[Given records start]

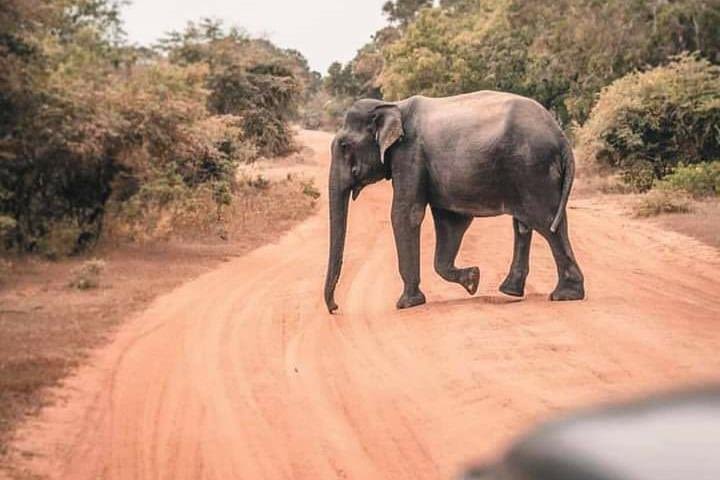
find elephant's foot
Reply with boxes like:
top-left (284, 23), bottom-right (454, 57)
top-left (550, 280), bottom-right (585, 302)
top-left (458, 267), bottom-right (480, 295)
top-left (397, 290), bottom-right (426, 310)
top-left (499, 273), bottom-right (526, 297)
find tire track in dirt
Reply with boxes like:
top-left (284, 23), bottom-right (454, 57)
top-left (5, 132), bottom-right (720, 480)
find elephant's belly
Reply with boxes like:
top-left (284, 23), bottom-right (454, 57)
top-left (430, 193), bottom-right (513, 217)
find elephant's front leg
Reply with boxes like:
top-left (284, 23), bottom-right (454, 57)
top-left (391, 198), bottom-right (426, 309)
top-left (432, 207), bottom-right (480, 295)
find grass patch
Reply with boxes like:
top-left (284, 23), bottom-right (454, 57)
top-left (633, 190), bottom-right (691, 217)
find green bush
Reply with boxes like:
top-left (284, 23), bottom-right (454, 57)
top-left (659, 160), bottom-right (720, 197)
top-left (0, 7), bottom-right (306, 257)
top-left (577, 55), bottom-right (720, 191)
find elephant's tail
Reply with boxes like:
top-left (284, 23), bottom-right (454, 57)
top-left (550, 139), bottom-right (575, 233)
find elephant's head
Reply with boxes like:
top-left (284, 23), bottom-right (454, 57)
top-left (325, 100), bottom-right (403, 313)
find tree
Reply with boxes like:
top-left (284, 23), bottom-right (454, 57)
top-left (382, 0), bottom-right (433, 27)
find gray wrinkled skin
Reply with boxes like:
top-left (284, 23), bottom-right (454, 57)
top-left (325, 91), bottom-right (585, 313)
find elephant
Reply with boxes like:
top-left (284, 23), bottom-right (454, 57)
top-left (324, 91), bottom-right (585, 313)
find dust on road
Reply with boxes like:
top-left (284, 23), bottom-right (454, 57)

[Given records end]
[Given records start]

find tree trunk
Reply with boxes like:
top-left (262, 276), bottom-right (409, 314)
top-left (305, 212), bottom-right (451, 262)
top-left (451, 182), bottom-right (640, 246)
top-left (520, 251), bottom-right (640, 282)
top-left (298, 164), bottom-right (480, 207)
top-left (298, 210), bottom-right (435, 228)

[Given records end]

Task prompt: Rewrite the part of the material that opens with the line containing "find elephant's belly" and closes with the line containing "top-left (432, 207), bottom-right (480, 295)", including both of those lines and the requests. Shift every bounding-box coordinate in the answers by -48, and leave the requests and their format samples unchanged.

Task result:
find elephant's belly
Reply with boxes like:
top-left (284, 23), bottom-right (454, 57)
top-left (382, 145), bottom-right (465, 169)
find elephant's front leg
Reply with boxes like:
top-left (284, 23), bottom-right (454, 57)
top-left (343, 150), bottom-right (378, 261)
top-left (384, 159), bottom-right (432, 247)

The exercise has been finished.